----- Information shown -----
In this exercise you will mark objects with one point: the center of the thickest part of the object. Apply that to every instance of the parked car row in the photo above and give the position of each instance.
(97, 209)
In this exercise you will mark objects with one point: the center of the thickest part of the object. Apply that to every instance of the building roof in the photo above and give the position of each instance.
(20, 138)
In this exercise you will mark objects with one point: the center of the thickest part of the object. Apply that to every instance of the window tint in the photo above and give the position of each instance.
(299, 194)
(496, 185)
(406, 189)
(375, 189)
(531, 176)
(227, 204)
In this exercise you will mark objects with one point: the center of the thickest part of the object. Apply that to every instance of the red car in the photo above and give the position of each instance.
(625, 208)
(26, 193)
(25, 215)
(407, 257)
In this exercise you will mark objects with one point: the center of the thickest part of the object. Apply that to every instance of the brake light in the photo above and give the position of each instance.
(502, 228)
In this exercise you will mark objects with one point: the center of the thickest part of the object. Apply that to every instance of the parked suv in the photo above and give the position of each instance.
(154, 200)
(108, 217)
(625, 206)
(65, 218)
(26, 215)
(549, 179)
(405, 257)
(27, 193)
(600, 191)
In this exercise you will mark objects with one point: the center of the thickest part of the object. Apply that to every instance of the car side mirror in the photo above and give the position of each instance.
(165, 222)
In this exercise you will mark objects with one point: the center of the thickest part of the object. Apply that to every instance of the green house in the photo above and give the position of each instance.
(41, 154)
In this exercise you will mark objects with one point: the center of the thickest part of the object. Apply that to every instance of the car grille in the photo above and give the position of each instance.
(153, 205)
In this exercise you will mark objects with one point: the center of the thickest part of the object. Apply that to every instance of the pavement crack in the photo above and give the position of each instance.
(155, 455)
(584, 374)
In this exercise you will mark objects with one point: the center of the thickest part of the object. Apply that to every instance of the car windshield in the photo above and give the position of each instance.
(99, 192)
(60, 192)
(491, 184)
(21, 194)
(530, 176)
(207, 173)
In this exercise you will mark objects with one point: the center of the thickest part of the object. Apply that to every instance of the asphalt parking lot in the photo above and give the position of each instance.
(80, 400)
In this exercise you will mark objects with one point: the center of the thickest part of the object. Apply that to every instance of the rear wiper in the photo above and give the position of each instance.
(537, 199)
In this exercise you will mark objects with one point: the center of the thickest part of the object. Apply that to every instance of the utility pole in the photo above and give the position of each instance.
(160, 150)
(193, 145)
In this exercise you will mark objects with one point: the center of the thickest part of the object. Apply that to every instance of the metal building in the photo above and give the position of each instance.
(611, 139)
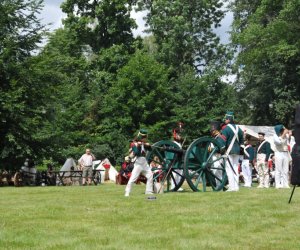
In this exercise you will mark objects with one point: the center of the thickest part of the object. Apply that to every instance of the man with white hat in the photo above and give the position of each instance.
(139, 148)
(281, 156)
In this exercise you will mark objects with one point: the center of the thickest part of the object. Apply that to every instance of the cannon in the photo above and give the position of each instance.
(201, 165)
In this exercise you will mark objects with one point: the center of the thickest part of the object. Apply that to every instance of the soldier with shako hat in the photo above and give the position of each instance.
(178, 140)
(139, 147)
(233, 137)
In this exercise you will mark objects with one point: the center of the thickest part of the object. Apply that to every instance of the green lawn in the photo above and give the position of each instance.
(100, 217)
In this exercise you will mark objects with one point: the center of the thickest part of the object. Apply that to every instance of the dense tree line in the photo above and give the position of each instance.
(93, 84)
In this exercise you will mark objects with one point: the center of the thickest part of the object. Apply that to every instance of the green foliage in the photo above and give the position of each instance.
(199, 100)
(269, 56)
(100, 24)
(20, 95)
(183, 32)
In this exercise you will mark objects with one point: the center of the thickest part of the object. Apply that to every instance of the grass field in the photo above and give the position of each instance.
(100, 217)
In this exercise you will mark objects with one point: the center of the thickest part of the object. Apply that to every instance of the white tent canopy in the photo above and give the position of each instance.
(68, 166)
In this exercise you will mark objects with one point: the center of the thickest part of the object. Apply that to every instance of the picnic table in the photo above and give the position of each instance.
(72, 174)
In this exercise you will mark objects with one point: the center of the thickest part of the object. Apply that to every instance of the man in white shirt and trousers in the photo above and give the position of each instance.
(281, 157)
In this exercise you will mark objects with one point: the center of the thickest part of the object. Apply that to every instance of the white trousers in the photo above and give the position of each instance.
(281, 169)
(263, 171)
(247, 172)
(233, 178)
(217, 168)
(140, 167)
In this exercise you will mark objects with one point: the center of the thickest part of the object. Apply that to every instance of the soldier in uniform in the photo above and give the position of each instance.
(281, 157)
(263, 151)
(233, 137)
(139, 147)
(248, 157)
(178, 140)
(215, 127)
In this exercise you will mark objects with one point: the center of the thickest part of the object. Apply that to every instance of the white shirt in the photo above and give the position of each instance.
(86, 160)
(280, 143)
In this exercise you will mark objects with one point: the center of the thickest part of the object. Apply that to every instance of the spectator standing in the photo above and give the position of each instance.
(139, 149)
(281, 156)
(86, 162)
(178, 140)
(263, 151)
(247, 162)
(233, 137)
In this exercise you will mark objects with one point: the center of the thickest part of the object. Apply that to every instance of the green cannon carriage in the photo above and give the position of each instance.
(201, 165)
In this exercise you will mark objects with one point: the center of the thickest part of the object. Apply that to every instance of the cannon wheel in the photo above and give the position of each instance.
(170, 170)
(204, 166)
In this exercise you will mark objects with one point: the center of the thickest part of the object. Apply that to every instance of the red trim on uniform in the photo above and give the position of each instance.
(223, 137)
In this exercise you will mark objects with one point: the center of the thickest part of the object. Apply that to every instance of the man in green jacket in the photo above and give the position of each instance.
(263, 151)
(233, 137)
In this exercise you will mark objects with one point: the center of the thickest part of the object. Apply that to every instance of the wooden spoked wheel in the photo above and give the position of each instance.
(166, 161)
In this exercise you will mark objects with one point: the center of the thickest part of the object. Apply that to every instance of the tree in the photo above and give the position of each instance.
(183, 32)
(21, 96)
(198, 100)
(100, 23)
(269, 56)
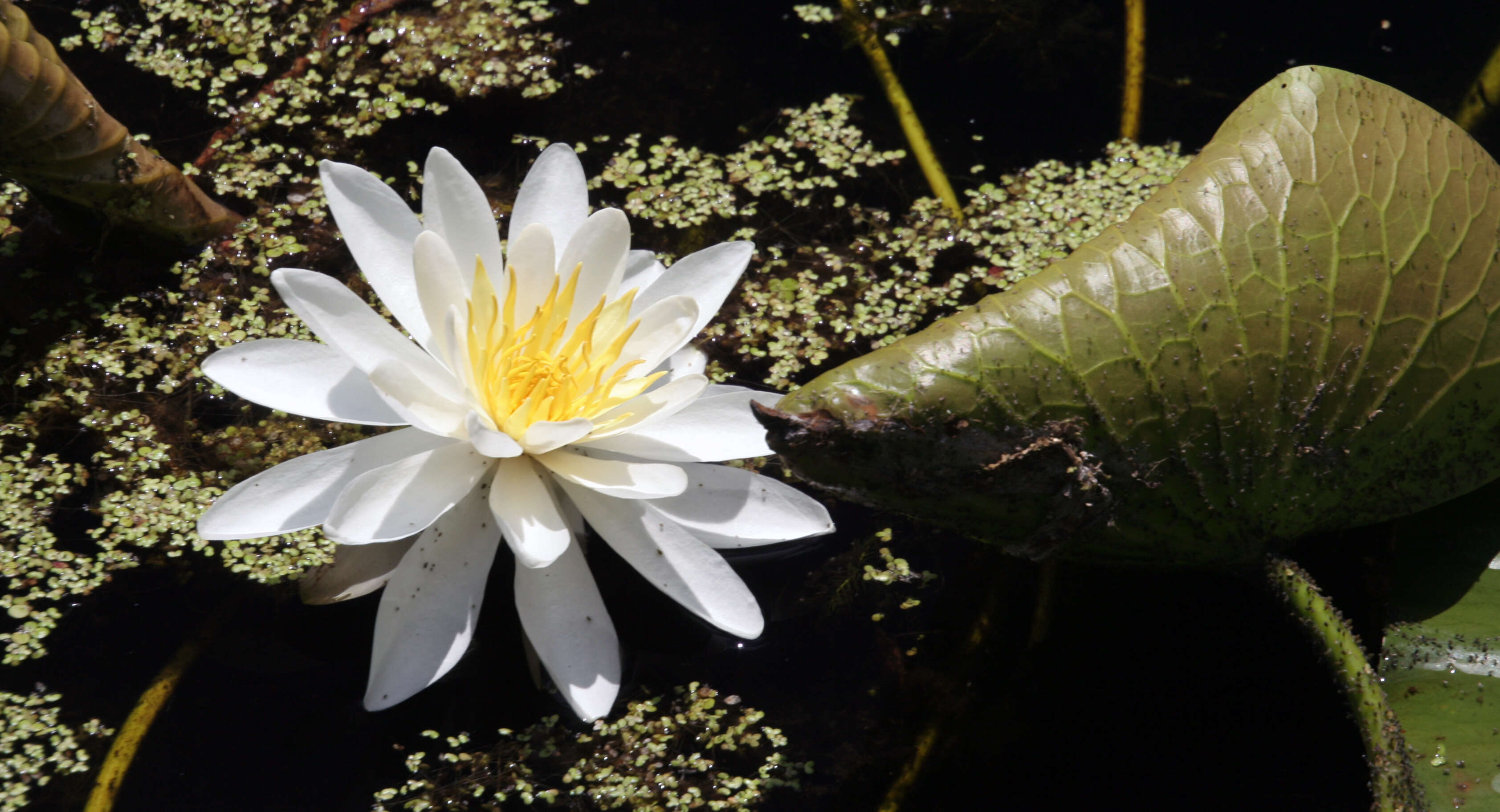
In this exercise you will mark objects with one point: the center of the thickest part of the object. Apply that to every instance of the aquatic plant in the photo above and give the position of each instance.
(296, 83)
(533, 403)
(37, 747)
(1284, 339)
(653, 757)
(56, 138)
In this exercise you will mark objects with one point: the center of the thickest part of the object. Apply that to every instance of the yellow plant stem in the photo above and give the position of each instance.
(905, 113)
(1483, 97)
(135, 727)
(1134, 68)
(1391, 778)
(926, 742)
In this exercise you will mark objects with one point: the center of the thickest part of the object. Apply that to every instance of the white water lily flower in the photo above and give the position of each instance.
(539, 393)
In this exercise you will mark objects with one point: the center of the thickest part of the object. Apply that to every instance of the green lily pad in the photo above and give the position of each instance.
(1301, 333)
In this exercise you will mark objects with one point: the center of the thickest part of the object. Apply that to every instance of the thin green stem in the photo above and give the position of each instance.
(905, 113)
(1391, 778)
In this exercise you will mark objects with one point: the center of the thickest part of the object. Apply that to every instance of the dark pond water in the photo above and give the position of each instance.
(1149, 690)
-----
----- Information shown -----
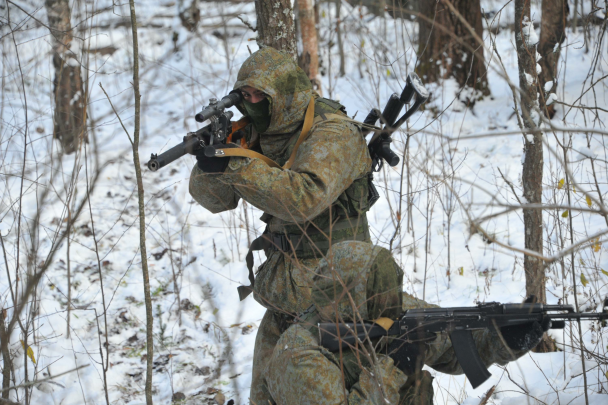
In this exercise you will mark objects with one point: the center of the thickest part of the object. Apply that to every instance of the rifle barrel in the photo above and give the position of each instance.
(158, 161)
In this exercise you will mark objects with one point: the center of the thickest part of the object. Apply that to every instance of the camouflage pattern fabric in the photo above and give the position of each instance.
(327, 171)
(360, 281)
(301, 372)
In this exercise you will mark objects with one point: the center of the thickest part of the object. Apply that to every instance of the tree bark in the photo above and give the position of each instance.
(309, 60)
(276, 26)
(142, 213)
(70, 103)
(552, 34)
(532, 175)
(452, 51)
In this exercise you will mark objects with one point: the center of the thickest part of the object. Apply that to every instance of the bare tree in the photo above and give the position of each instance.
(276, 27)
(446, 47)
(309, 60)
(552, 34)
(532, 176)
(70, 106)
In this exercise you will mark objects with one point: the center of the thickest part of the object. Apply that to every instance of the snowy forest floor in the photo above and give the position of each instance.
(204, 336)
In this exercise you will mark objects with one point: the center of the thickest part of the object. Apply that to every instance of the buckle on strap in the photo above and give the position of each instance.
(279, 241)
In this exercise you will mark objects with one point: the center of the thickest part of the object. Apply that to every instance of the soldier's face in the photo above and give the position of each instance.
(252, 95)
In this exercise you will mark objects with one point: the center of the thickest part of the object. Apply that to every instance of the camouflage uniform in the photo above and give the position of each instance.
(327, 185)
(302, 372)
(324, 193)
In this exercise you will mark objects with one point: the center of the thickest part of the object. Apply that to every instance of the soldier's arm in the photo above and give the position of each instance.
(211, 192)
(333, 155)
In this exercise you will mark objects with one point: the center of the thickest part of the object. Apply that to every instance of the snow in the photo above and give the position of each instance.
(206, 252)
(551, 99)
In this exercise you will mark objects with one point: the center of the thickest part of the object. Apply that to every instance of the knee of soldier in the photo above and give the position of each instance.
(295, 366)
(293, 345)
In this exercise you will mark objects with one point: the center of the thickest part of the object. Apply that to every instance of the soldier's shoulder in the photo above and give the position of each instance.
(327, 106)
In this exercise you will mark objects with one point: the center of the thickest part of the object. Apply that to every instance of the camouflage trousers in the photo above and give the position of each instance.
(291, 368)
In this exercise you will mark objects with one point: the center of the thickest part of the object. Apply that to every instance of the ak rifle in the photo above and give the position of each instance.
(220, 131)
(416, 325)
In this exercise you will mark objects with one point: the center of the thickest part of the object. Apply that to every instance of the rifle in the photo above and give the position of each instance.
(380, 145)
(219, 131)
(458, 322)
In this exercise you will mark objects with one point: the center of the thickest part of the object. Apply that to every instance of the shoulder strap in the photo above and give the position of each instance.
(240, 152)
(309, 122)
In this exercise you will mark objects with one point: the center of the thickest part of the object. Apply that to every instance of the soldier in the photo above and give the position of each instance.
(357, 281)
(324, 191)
-----
----- Information shown -----
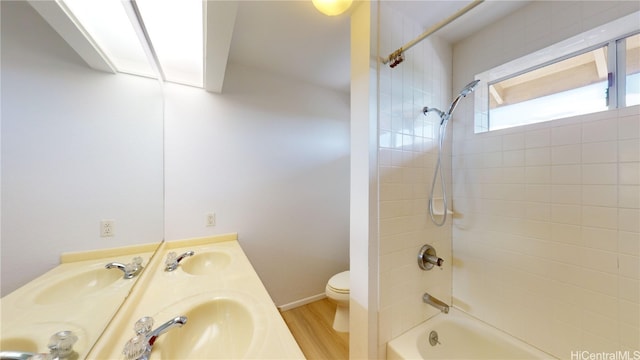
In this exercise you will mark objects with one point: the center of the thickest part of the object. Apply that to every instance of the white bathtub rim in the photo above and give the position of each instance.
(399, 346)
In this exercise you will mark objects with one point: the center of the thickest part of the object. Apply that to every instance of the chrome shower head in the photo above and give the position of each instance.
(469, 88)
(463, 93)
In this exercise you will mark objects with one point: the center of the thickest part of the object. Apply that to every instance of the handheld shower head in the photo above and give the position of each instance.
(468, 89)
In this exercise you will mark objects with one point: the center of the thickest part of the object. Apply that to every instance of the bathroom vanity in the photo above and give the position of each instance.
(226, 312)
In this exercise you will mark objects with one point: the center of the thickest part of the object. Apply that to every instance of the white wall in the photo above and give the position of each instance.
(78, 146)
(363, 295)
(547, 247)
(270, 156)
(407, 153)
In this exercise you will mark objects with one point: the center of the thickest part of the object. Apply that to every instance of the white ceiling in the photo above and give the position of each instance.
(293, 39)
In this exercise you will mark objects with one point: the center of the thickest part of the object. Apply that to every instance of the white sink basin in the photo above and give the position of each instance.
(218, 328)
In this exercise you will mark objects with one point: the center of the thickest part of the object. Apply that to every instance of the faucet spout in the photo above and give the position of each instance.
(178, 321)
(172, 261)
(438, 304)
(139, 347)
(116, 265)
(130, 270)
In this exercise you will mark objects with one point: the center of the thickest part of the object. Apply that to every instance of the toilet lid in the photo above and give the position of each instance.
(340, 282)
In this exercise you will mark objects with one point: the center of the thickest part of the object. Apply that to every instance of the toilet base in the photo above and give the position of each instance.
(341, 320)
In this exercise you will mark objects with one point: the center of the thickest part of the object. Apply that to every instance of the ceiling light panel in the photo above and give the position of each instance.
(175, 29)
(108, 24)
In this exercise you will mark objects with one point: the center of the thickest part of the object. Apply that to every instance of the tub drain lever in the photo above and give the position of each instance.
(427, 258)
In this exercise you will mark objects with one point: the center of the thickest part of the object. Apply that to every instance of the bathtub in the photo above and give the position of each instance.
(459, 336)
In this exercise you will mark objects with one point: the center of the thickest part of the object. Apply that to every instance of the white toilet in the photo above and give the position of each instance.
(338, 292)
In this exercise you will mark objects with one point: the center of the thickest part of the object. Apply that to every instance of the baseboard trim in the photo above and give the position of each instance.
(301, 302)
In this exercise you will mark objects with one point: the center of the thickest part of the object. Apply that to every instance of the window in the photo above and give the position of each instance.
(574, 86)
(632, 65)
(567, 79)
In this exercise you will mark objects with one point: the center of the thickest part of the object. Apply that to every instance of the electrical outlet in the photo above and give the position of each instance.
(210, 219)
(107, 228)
-----
Find each line in the listing above that contains the word "bathtub" and copy every such line in full.

▶ **Exercise response**
In this exercise you will mark objects with one point: the center of the thickest part of the object. Apply that to every instance of the white bathtub rim in the photo above and give the position of each instance.
In this exercise you will mark objects with one point: the center of the thickest part of the object. Apply that to every instance of the bathtub in the photo above and give the position of each instance.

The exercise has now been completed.